[Records in a dataset]
··········

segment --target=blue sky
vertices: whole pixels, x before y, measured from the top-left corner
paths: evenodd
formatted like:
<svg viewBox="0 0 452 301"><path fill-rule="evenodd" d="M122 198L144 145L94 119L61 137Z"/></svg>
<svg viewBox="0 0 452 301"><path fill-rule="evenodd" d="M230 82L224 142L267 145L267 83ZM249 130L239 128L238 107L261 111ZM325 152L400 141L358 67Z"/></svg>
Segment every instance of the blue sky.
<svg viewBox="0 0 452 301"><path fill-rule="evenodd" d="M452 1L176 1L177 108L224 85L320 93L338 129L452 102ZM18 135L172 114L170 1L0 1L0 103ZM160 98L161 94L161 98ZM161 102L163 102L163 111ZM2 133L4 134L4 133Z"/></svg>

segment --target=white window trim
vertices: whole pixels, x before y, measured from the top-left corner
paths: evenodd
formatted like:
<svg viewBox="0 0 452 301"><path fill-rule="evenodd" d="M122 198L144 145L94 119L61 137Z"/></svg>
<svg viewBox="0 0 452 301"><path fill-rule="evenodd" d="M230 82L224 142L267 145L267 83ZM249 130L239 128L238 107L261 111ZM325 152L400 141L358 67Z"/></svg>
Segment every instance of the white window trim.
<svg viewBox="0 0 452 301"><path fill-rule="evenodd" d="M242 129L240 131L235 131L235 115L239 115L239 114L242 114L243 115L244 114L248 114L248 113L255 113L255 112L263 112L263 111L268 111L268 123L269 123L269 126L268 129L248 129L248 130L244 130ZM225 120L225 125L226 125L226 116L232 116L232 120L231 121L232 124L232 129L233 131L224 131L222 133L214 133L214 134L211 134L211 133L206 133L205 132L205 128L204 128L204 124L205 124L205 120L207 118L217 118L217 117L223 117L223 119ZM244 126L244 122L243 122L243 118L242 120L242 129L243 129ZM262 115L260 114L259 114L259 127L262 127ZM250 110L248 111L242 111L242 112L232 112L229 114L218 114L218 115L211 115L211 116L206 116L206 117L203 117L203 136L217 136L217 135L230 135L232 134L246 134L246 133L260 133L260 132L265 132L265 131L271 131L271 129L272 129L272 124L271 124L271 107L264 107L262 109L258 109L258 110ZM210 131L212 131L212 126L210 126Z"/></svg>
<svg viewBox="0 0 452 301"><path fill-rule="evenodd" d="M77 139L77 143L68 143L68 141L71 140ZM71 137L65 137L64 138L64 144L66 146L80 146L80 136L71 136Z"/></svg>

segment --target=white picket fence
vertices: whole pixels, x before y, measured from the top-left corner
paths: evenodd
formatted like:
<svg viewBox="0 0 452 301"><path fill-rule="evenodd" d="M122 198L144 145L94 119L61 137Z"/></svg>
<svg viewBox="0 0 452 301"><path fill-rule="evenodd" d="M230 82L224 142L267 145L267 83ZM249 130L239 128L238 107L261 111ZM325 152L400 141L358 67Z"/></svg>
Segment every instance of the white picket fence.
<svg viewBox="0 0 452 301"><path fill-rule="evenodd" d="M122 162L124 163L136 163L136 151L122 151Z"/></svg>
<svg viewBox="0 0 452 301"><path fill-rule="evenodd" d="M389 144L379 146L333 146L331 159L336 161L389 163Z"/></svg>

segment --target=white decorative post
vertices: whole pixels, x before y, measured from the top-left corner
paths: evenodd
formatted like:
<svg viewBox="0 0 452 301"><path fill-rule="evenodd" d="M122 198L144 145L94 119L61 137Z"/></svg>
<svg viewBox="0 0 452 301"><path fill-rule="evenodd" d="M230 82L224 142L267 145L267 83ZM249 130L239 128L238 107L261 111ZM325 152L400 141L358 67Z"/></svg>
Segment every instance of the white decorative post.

··········

• PROBLEM DETAILS: Quote every one of the records above verbatim, line by line.

• EXERCISE ANSWER:
segment --target=blue sky
vertices: whole pixels, x before y, measured from the top-left corner
paths: evenodd
formatted like:
<svg viewBox="0 0 452 301"><path fill-rule="evenodd" d="M122 198L144 145L94 119L61 137Z"/></svg>
<svg viewBox="0 0 452 301"><path fill-rule="evenodd" d="M230 82L224 142L267 145L267 83ZM249 130L239 128L238 107L261 111ZM325 152L400 141L358 67Z"/></svg>
Segment every instance of the blue sky.
<svg viewBox="0 0 452 301"><path fill-rule="evenodd" d="M452 1L176 1L177 108L224 85L320 93L338 129L452 102ZM18 135L172 114L170 1L0 1L0 103ZM160 98L161 94L161 98ZM161 102L163 102L163 111ZM2 133L4 134L4 133Z"/></svg>

segment --target=white window trim
vertices: whole pixels, x before y, measured from the top-left corner
paths: evenodd
formatted like:
<svg viewBox="0 0 452 301"><path fill-rule="evenodd" d="M122 198L144 145L94 119L61 137Z"/></svg>
<svg viewBox="0 0 452 301"><path fill-rule="evenodd" d="M230 82L224 142L267 145L267 83ZM249 130L239 128L238 107L261 111ZM325 152L400 141L358 67Z"/></svg>
Segment every instance of the white window trim.
<svg viewBox="0 0 452 301"><path fill-rule="evenodd" d="M242 129L240 131L235 131L235 115L239 115L239 114L242 114L243 115L244 114L248 114L248 113L255 113L255 112L263 112L263 111L268 111L268 123L269 123L269 126L268 129L248 129L248 130L244 130ZM225 120L225 125L226 125L226 116L232 116L232 120L231 121L232 124L232 129L233 131L224 131L222 133L214 133L214 134L211 134L211 133L206 133L205 132L205 128L204 128L204 124L205 124L205 120L207 118L217 118L217 117L223 117L223 119ZM244 126L244 122L243 122L243 118L242 120L242 129L243 129ZM262 115L260 114L259 114L259 127L262 127ZM250 110L248 111L242 111L242 112L232 112L229 114L218 114L218 115L211 115L211 116L206 116L206 117L203 117L203 136L217 136L217 135L230 135L232 134L246 134L246 133L260 133L260 132L265 132L265 131L271 131L271 129L272 129L272 124L271 124L271 107L264 107L262 109L258 109L258 110ZM210 131L212 131L212 126L210 126Z"/></svg>
<svg viewBox="0 0 452 301"><path fill-rule="evenodd" d="M77 139L77 143L68 143L68 141L71 140ZM71 137L65 137L64 138L64 144L66 146L80 146L80 136L71 136Z"/></svg>

segment --target=white picket fence
vertices: whole pixels, x before y, measured from the top-left corner
paths: evenodd
formatted like:
<svg viewBox="0 0 452 301"><path fill-rule="evenodd" d="M122 198L144 145L94 119L61 137Z"/></svg>
<svg viewBox="0 0 452 301"><path fill-rule="evenodd" d="M230 82L224 142L267 145L267 83ZM249 130L239 128L238 107L261 111ZM325 152L400 141L358 67Z"/></svg>
Segment every instance of the white picket fence.
<svg viewBox="0 0 452 301"><path fill-rule="evenodd" d="M122 162L124 163L136 163L136 151L122 151Z"/></svg>
<svg viewBox="0 0 452 301"><path fill-rule="evenodd" d="M389 144L379 146L333 146L331 159L336 161L389 163Z"/></svg>

segment --target=white decorative post
vertices: whole pixels, x before y, measured from the top-left corner
paths: evenodd
formatted like:
<svg viewBox="0 0 452 301"><path fill-rule="evenodd" d="M122 198L144 145L94 119L61 137Z"/></svg>
<svg viewBox="0 0 452 301"><path fill-rule="evenodd" d="M230 82L224 142L267 145L267 83ZM249 130L239 128L238 107L261 111ZM325 152L400 141L358 67Z"/></svg>
Segment every instance of the white decorative post.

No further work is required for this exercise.